- [Problem to solve] Every line in the entries that holds "white" should be identified and copied.

Region pointing data

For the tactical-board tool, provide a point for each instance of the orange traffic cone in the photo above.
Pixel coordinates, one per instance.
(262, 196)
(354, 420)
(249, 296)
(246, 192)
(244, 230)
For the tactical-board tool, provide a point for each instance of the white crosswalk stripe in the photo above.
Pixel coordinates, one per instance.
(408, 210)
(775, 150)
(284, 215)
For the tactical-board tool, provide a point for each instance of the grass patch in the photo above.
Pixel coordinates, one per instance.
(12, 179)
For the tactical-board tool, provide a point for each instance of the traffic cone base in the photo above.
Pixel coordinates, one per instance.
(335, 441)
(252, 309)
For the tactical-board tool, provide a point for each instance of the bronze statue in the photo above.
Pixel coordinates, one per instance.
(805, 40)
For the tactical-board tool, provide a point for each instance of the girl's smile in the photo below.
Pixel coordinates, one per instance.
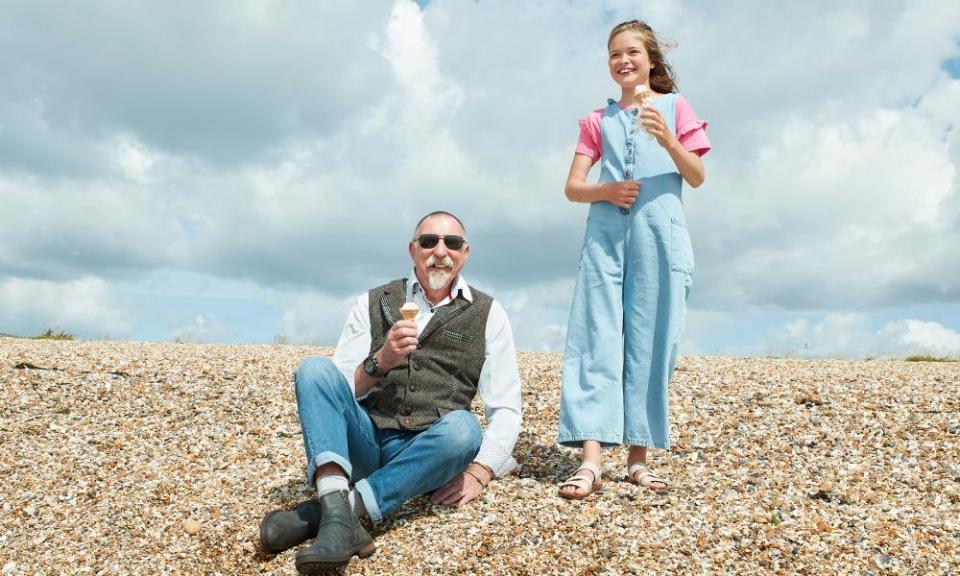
(629, 61)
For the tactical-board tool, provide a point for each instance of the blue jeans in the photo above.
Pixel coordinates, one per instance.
(387, 467)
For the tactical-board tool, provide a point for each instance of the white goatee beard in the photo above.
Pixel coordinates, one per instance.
(439, 278)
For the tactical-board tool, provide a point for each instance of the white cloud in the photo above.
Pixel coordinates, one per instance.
(273, 145)
(202, 328)
(315, 319)
(84, 307)
(850, 335)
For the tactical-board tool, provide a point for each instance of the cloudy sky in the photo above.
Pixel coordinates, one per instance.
(237, 171)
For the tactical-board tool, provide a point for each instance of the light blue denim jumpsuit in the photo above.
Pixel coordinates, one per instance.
(629, 306)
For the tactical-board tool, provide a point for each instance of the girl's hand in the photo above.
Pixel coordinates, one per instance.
(621, 193)
(656, 126)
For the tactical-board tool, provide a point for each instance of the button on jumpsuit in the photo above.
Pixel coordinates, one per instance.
(629, 306)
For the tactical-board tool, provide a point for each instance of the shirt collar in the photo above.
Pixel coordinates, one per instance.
(460, 286)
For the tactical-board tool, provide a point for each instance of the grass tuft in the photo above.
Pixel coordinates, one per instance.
(929, 358)
(50, 334)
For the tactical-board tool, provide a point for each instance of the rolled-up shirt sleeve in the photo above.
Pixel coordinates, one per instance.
(354, 343)
(691, 130)
(589, 143)
(499, 388)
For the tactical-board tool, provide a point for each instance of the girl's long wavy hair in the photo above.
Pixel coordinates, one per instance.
(662, 78)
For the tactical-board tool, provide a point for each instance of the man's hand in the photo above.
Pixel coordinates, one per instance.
(400, 342)
(457, 492)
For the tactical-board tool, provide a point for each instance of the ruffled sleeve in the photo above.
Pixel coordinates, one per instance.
(691, 131)
(589, 143)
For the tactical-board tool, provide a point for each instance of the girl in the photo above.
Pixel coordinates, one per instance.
(636, 266)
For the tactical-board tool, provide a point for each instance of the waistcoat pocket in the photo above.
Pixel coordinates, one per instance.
(681, 250)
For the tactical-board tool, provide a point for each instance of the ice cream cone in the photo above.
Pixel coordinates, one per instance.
(409, 310)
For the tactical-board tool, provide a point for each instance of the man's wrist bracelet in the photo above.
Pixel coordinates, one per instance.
(475, 477)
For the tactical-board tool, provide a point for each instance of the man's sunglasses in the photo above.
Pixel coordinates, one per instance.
(452, 242)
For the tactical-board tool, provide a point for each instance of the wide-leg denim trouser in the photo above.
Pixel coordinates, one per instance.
(387, 467)
(626, 320)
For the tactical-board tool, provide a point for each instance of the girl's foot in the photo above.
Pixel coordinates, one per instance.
(584, 482)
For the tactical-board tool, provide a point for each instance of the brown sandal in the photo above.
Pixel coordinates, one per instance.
(582, 482)
(640, 475)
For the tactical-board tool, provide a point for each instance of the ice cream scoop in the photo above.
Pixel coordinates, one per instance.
(409, 310)
(644, 97)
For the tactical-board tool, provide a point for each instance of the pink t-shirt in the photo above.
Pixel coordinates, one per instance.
(691, 131)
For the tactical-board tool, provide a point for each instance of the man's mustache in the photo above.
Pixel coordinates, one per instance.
(445, 262)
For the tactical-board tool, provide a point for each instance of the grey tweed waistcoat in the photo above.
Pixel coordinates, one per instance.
(442, 374)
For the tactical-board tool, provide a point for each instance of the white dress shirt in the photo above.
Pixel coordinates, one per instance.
(499, 385)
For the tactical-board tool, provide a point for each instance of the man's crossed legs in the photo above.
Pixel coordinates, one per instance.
(387, 468)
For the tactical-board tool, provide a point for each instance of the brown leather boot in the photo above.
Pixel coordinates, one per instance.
(339, 537)
(284, 529)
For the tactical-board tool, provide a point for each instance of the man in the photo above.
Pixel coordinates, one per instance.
(390, 415)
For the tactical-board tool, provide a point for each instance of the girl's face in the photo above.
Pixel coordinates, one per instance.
(629, 61)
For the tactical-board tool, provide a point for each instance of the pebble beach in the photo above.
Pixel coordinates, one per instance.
(161, 458)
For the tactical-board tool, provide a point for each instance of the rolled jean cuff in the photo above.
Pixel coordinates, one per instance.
(369, 500)
(326, 458)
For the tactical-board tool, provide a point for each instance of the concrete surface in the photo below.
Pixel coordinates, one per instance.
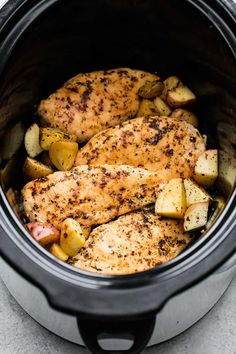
(214, 334)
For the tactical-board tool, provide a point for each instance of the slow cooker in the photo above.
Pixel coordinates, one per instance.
(43, 43)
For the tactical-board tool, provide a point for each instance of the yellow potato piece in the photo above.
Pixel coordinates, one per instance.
(196, 216)
(146, 108)
(219, 204)
(227, 172)
(52, 135)
(32, 145)
(206, 168)
(195, 193)
(63, 154)
(72, 238)
(169, 84)
(86, 231)
(180, 96)
(171, 201)
(187, 116)
(33, 169)
(57, 251)
(151, 89)
(162, 108)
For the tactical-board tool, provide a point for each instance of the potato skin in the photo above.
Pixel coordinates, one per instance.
(49, 136)
(151, 89)
(171, 201)
(179, 97)
(72, 238)
(196, 216)
(184, 114)
(146, 109)
(32, 145)
(57, 252)
(206, 168)
(43, 233)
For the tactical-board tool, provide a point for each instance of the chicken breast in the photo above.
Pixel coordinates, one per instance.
(133, 243)
(89, 103)
(166, 145)
(90, 194)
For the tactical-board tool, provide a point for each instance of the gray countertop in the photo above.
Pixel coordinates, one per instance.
(214, 334)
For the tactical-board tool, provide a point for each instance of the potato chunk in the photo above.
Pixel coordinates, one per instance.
(52, 135)
(227, 172)
(32, 145)
(171, 201)
(63, 154)
(161, 107)
(12, 140)
(206, 168)
(187, 116)
(196, 216)
(194, 193)
(146, 108)
(72, 237)
(43, 233)
(180, 96)
(57, 251)
(151, 89)
(34, 169)
(86, 231)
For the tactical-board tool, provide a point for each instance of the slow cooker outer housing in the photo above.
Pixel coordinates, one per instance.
(40, 51)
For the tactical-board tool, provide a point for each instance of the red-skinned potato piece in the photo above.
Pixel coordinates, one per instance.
(43, 233)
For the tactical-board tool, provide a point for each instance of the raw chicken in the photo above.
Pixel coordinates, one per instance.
(90, 194)
(133, 243)
(166, 145)
(89, 103)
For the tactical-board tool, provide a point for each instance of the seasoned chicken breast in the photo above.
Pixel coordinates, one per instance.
(89, 103)
(90, 194)
(166, 145)
(133, 243)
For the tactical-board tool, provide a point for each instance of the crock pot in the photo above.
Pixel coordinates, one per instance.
(43, 43)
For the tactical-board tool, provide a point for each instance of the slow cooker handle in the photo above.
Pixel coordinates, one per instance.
(139, 330)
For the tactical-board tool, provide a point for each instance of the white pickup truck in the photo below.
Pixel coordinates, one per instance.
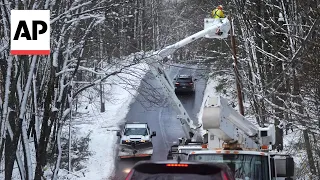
(135, 141)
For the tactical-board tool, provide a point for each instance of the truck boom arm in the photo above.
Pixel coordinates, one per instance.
(228, 125)
(189, 127)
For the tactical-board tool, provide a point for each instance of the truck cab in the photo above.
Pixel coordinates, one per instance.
(246, 164)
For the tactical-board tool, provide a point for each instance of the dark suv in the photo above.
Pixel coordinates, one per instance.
(185, 83)
(185, 170)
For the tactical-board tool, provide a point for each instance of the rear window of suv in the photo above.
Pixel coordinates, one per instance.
(151, 171)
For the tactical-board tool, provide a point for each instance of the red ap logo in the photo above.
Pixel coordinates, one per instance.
(30, 32)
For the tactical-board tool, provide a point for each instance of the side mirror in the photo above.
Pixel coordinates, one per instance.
(154, 134)
(289, 167)
(174, 148)
(170, 156)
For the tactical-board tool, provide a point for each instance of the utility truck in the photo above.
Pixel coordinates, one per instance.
(225, 135)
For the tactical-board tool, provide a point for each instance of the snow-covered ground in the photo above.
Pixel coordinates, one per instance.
(103, 126)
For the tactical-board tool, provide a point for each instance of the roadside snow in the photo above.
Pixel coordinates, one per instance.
(103, 126)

- [Reply to the exercise]
For the tactical-board tool, provide a point for each instance of the white crosswalk stripe in the photo above.
For the tactical-board tool, provide a point for each instance of the white goatee beard in the photo above.
For the tactical-board tool, provide a point for each instance of the white cloud in the photo above.
For the tactical-board tool, provide a point for each instance of the white dress shirt in the photo above.
For the tactical-board tool, provide a point for each instance of the white pickup truck in the photo below.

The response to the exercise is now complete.